Saturday, June 20, 2009

Photographs and Essays on The Bread and Puppet Theater

The Political Ecology of Peter Schumann's Bread & Puppet Theatre
Company in 'Rehearsing With Gods'

http://greenprophet.com/2009/06/10/9608/peter-schumann-rehearsing-with-gods/

by James Murray-White
June 10, 2009

Whether or not you already know the Bread and Puppet Theater,
"Rehearsing with Gods" is a wonderful way to learn more ­ to see,
feel, and almost taste some of the magic of the seminal puppet
theater founded in 1962 by German Peter Schumann.

Simon and Estrin have both been a part of the B & P family for a long
time (Simon photographing them since the 1980's, and Estrin a B & P
performer for several yrs), and so the writings and photos show deep
familiarity with their subject matter.

At the end of every B & P performance, fresh baked bread is
generously shared with the audience, with the whole grain subtext
that art should be as basic to life as bread. Their shows are almost
always outdoors, puppets often much larger than human-size, which
means their shows often border on pageant, parade, even ritual. Their
home since the mid-1970's has been a Vermont farm, outside the town
of Glover, whose gently sloping fields are perfect for their outsized shows.

Schumann has not been afraid to meld his poetic aesthetic with
concrete political causes. Through B & P's history, his shows and
street parades have embraced protest against everything from the
Vietnam war, to the Vermont Yankee Nuclear Power Plant, to recently,
the WTO (World Trade Organisation).

"Rehearsing With Gods" includes short, freestyle essays (often only a
page) in chapters entitled Death, Fiend, Beast, Human, World, Gift,
Bread, and Hope. The essays and large photos, all black and white,
work perfectly to take us into B and P's elemental, yet mythic world.

DATA ROWS –
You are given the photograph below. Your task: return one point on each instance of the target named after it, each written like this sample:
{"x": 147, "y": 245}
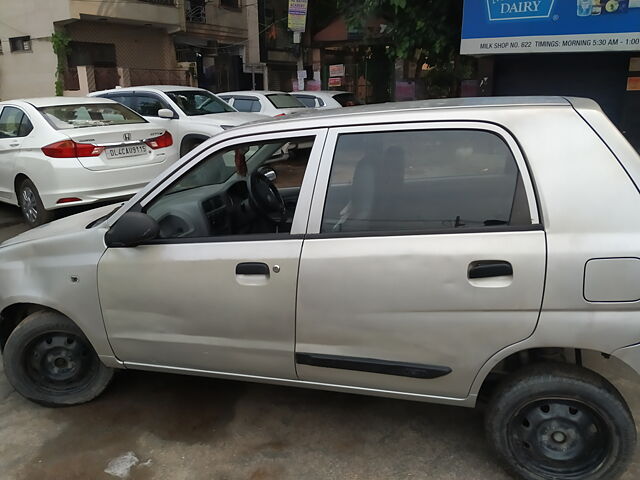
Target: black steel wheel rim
{"x": 59, "y": 362}
{"x": 560, "y": 438}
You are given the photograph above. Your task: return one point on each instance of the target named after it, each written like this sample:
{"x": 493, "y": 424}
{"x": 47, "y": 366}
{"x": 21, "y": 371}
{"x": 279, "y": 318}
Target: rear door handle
{"x": 252, "y": 268}
{"x": 489, "y": 268}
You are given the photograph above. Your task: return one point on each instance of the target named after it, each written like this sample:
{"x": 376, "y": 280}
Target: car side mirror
{"x": 165, "y": 113}
{"x": 132, "y": 229}
{"x": 270, "y": 173}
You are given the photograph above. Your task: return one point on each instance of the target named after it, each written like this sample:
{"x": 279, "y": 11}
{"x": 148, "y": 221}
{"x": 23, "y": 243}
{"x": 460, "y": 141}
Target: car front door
{"x": 212, "y": 294}
{"x": 14, "y": 126}
{"x": 425, "y": 255}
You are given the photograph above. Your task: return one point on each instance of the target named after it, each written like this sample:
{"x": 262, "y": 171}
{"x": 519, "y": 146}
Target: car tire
{"x": 48, "y": 360}
{"x": 560, "y": 421}
{"x": 31, "y": 205}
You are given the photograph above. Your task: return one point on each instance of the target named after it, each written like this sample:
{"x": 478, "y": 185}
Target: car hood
{"x": 64, "y": 226}
{"x": 229, "y": 118}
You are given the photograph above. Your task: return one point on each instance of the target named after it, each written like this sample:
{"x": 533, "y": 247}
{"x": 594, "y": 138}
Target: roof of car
{"x": 254, "y": 92}
{"x": 447, "y": 103}
{"x": 159, "y": 88}
{"x": 55, "y": 101}
{"x": 320, "y": 92}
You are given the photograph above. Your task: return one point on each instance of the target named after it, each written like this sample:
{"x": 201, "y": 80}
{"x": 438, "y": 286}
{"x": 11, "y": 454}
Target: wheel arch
{"x": 510, "y": 361}
{"x": 12, "y": 315}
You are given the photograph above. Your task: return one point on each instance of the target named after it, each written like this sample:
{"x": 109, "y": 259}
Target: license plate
{"x": 126, "y": 151}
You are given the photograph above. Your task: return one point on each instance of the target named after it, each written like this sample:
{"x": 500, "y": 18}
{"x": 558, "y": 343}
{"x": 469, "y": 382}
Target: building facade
{"x": 210, "y": 43}
{"x": 589, "y": 48}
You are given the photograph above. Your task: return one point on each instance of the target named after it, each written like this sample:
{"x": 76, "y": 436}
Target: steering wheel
{"x": 265, "y": 198}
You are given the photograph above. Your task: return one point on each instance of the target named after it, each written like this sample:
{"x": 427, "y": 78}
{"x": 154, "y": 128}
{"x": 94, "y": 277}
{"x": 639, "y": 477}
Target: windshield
{"x": 199, "y": 102}
{"x": 62, "y": 117}
{"x": 284, "y": 100}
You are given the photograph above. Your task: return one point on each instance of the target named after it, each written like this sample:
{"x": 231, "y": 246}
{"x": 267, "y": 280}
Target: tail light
{"x": 71, "y": 149}
{"x": 163, "y": 141}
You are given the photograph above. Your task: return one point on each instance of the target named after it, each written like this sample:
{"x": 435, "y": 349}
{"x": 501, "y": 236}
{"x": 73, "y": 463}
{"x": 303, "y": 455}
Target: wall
{"x": 136, "y": 46}
{"x": 229, "y": 18}
{"x": 29, "y": 74}
{"x": 172, "y": 18}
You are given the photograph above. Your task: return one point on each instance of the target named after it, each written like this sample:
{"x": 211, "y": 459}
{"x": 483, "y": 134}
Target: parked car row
{"x": 61, "y": 152}
{"x": 433, "y": 251}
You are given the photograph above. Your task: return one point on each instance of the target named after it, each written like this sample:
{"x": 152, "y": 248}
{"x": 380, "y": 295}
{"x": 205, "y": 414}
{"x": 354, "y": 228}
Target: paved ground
{"x": 157, "y": 426}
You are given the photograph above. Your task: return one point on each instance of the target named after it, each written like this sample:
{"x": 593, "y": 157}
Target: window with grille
{"x": 230, "y": 3}
{"x": 20, "y": 44}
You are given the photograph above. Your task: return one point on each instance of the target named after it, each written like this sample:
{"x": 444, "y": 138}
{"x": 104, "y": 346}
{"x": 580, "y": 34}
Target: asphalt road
{"x": 157, "y": 426}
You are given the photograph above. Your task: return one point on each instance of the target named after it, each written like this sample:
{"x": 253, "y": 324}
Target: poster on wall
{"x": 492, "y": 27}
{"x": 297, "y": 19}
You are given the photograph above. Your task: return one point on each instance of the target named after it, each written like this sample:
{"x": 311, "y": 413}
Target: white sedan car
{"x": 326, "y": 99}
{"x": 274, "y": 104}
{"x": 60, "y": 152}
{"x": 191, "y": 114}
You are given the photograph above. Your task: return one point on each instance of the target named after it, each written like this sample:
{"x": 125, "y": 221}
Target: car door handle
{"x": 489, "y": 268}
{"x": 252, "y": 268}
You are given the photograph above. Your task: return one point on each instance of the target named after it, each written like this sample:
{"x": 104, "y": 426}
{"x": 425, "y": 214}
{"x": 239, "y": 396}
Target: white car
{"x": 192, "y": 115}
{"x": 270, "y": 103}
{"x": 60, "y": 152}
{"x": 326, "y": 99}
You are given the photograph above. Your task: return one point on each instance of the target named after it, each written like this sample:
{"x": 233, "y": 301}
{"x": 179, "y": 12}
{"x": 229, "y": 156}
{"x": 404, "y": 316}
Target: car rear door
{"x": 425, "y": 255}
{"x": 14, "y": 126}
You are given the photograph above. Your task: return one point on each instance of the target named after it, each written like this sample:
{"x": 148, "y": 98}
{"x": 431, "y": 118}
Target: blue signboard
{"x": 526, "y": 26}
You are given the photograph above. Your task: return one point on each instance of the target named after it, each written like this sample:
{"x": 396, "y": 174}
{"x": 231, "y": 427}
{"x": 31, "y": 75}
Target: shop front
{"x": 586, "y": 48}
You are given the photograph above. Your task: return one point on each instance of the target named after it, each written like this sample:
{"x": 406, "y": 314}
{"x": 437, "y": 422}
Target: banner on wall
{"x": 492, "y": 27}
{"x": 297, "y": 15}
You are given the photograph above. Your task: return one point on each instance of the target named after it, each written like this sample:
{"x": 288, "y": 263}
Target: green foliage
{"x": 60, "y": 43}
{"x": 423, "y": 31}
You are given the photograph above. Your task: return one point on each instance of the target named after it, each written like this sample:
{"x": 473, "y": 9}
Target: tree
{"x": 425, "y": 31}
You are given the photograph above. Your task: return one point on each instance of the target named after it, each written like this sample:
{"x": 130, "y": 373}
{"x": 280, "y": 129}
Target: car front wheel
{"x": 31, "y": 205}
{"x": 48, "y": 360}
{"x": 558, "y": 421}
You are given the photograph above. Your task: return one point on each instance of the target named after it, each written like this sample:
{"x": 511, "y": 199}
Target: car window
{"x": 249, "y": 104}
{"x": 347, "y": 99}
{"x": 199, "y": 102}
{"x": 308, "y": 100}
{"x": 213, "y": 198}
{"x": 11, "y": 123}
{"x": 147, "y": 105}
{"x": 423, "y": 180}
{"x": 63, "y": 117}
{"x": 284, "y": 100}
{"x": 25, "y": 127}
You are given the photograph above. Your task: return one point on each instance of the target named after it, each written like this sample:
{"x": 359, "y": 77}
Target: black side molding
{"x": 385, "y": 367}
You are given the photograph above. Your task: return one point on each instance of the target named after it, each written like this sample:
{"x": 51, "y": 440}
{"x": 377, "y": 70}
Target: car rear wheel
{"x": 31, "y": 205}
{"x": 561, "y": 422}
{"x": 48, "y": 360}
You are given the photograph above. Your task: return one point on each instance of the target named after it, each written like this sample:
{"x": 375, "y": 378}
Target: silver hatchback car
{"x": 436, "y": 251}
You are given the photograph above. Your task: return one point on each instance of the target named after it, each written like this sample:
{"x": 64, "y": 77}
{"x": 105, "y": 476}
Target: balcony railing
{"x": 167, "y": 3}
{"x": 197, "y": 15}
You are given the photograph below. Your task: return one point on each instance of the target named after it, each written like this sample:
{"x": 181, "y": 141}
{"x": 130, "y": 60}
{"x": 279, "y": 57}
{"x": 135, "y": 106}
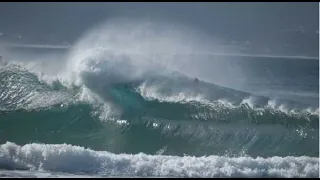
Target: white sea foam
{"x": 74, "y": 159}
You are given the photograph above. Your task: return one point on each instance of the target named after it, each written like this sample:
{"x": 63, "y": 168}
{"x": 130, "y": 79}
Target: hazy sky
{"x": 260, "y": 23}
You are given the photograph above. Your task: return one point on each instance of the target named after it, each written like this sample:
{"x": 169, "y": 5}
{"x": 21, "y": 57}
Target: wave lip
{"x": 74, "y": 159}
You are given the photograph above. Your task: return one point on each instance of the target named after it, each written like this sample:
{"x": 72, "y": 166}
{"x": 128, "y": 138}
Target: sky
{"x": 287, "y": 28}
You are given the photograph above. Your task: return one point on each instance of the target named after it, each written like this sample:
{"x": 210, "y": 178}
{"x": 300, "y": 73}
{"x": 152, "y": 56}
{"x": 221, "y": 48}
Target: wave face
{"x": 119, "y": 98}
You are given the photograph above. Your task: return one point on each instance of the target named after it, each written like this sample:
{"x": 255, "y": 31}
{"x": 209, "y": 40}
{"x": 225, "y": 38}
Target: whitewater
{"x": 123, "y": 102}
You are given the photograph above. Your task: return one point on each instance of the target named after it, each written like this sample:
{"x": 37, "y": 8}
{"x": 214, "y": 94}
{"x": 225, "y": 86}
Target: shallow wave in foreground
{"x": 74, "y": 159}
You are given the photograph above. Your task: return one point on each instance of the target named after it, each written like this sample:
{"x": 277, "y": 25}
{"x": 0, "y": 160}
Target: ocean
{"x": 107, "y": 113}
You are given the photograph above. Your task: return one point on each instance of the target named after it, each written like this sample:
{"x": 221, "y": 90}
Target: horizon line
{"x": 40, "y": 46}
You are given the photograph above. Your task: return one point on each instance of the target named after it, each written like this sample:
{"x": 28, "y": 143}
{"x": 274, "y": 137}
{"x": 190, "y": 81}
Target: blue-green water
{"x": 169, "y": 118}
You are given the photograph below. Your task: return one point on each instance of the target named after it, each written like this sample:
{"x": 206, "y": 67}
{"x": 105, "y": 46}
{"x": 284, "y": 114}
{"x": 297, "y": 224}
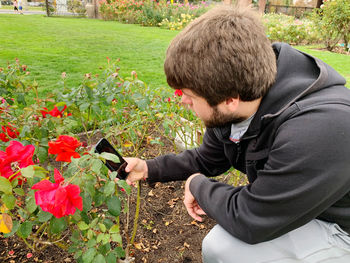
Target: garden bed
{"x": 165, "y": 230}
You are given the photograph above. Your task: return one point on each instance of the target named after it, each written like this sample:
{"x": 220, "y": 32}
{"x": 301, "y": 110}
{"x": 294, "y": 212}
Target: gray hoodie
{"x": 295, "y": 153}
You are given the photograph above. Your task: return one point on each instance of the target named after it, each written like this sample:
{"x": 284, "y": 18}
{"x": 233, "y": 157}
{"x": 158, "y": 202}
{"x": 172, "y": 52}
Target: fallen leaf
{"x": 172, "y": 202}
{"x": 5, "y": 223}
{"x": 138, "y": 246}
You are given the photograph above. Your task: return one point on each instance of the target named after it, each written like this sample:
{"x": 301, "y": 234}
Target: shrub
{"x": 76, "y": 7}
{"x": 333, "y": 22}
{"x": 285, "y": 28}
{"x": 150, "y": 13}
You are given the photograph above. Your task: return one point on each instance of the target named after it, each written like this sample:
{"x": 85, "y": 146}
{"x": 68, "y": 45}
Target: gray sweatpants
{"x": 317, "y": 241}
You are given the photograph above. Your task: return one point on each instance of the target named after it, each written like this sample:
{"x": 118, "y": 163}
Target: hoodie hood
{"x": 298, "y": 74}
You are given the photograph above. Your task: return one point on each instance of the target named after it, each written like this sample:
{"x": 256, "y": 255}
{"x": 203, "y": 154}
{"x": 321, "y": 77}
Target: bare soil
{"x": 166, "y": 233}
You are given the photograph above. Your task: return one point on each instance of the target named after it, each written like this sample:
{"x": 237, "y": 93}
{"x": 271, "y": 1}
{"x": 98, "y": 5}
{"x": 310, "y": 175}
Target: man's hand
{"x": 190, "y": 202}
{"x": 137, "y": 170}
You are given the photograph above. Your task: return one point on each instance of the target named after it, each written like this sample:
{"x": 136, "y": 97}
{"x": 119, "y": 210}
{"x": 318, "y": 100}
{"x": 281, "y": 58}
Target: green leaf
{"x": 102, "y": 227}
{"x": 5, "y": 185}
{"x": 94, "y": 223}
{"x": 119, "y": 252}
{"x": 83, "y": 226}
{"x": 114, "y": 229}
{"x": 57, "y": 225}
{"x": 30, "y": 202}
{"x": 25, "y": 229}
{"x": 99, "y": 259}
{"x": 99, "y": 199}
{"x": 87, "y": 201}
{"x": 44, "y": 216}
{"x": 123, "y": 184}
{"x": 91, "y": 243}
{"x": 109, "y": 188}
{"x": 28, "y": 172}
{"x": 114, "y": 205}
{"x": 90, "y": 234}
{"x": 89, "y": 255}
{"x": 96, "y": 166}
{"x": 42, "y": 154}
{"x": 19, "y": 191}
{"x": 105, "y": 239}
{"x": 40, "y": 172}
{"x": 110, "y": 258}
{"x": 78, "y": 254}
{"x": 15, "y": 227}
{"x": 104, "y": 249}
{"x": 110, "y": 156}
{"x": 117, "y": 238}
{"x": 99, "y": 237}
{"x": 84, "y": 106}
{"x": 9, "y": 200}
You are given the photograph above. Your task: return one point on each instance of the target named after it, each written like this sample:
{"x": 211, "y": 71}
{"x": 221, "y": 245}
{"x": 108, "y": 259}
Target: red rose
{"x": 59, "y": 198}
{"x": 16, "y": 156}
{"x": 64, "y": 147}
{"x": 8, "y": 132}
{"x": 55, "y": 112}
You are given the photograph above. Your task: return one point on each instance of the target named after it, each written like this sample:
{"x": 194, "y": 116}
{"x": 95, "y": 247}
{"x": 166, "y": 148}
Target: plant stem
{"x": 137, "y": 212}
{"x": 28, "y": 245}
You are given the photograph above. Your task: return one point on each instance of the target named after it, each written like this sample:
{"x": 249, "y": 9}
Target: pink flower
{"x": 55, "y": 112}
{"x": 8, "y": 132}
{"x": 59, "y": 198}
{"x": 15, "y": 156}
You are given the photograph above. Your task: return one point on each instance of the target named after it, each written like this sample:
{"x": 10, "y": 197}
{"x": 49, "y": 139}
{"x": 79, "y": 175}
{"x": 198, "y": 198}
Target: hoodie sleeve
{"x": 208, "y": 159}
{"x": 307, "y": 171}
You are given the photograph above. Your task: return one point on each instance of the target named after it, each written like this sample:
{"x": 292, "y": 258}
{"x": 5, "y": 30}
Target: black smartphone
{"x": 104, "y": 146}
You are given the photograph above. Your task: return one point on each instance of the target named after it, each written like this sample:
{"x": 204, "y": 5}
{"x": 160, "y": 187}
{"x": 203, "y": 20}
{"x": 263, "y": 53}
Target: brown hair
{"x": 223, "y": 53}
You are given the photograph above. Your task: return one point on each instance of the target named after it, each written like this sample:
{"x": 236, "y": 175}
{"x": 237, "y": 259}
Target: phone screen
{"x": 104, "y": 146}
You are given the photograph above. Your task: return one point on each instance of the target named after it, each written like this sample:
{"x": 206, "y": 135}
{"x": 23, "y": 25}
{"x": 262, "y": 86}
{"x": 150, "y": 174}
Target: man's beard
{"x": 219, "y": 119}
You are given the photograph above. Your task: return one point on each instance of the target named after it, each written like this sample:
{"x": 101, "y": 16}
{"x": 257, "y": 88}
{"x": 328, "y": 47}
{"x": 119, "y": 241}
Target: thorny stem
{"x": 28, "y": 245}
{"x": 137, "y": 212}
{"x": 40, "y": 228}
{"x": 127, "y": 228}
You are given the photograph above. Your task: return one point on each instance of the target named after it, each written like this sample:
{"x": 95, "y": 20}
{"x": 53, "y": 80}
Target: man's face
{"x": 211, "y": 116}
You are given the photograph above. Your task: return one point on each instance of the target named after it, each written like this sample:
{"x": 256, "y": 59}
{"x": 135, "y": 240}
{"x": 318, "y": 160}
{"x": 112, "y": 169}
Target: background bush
{"x": 152, "y": 13}
{"x": 332, "y": 21}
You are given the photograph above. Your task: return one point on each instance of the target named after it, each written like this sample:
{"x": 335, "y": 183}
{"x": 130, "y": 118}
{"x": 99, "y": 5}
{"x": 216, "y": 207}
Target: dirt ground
{"x": 166, "y": 233}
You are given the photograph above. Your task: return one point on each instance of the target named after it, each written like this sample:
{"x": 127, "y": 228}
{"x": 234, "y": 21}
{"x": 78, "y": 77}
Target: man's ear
{"x": 232, "y": 104}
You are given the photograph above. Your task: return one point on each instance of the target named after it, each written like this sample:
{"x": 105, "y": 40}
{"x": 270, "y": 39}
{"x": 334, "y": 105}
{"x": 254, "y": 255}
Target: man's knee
{"x": 214, "y": 246}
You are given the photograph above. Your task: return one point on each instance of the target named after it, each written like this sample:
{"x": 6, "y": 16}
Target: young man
{"x": 280, "y": 116}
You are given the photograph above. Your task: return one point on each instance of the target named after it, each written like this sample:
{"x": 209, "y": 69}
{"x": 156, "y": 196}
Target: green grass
{"x": 30, "y": 8}
{"x": 339, "y": 62}
{"x": 50, "y": 46}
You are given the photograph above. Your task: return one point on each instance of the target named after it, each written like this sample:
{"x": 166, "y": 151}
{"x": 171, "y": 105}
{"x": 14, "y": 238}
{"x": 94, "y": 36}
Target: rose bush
{"x": 54, "y": 188}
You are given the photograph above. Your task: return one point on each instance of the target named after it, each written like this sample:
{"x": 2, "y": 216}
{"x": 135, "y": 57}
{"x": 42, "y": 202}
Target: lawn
{"x": 339, "y": 62}
{"x": 50, "y": 46}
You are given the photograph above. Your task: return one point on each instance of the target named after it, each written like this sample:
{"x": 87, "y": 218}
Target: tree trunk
{"x": 319, "y": 3}
{"x": 47, "y": 7}
{"x": 244, "y": 3}
{"x": 262, "y": 5}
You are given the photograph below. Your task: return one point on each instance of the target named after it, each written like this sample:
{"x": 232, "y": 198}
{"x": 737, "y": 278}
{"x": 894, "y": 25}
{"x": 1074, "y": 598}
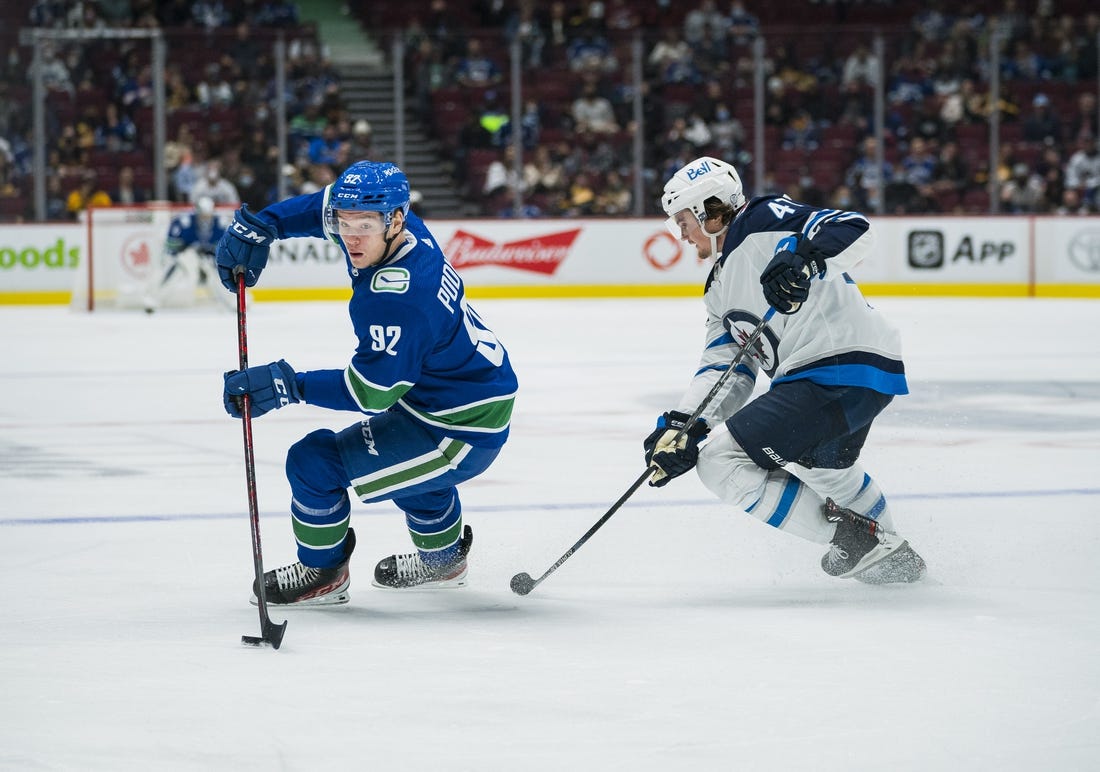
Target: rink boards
{"x": 1052, "y": 256}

PROBLEM –
Proceed with the review of "Rehearsing With Gods" from the point where it stops. These rows have no connection to the review of the Bread and Puppet Theater book.

WRITTEN REPLY –
We are transported to other worlds seeing the often huge, roughly
made papier mache faces, the billowy cloth legs blowing in the wind,
the ceremonial fire at one end of a group of characters.

Photos in the "Death" chapter include a large blurry pair of wings in
front of a crowd of tree trunks; a group of shrouded actors raising
at various angles several large (as large as them) disembodied ears;
a huge face/mask on the earth, with grass growing out of its
seemingly decomposing surface; and what looks like a sitting grassy
corpse, next to a cross labelled "Sergio Hernandez ­ 4/28/87." Is the
latter image an homage to a Mexican refugee dead in the Arizona
desert? a Guatamalan peasant killed by soldiers?

In this chapter, Estrin writes of:

"a man named Schumann in a land called Glover. He is on good terms
with Death. Not Keats' 'easeful death' of the soft name, but Death of
the scythe and saber, Death of the slicing edge."

Later in the chapter:

"Somebody has to say it. In the face of our denial, some child has to
point it out. That child is Peter Schumann. He's only sixty-nine, not
old enough to be socialized, to know the blindness and civility
expected of him."

The final chapter, "Hope," has many photos of puppets that are
variations of a large, often white head, with huge outstretched arms
(or are they wings? or holy robes?). Near the end of that chapter,
one photo has the proportions switched: a smallish head, covered in
white cloth, clearly a nun, with enormous hands spread in prayer or offering.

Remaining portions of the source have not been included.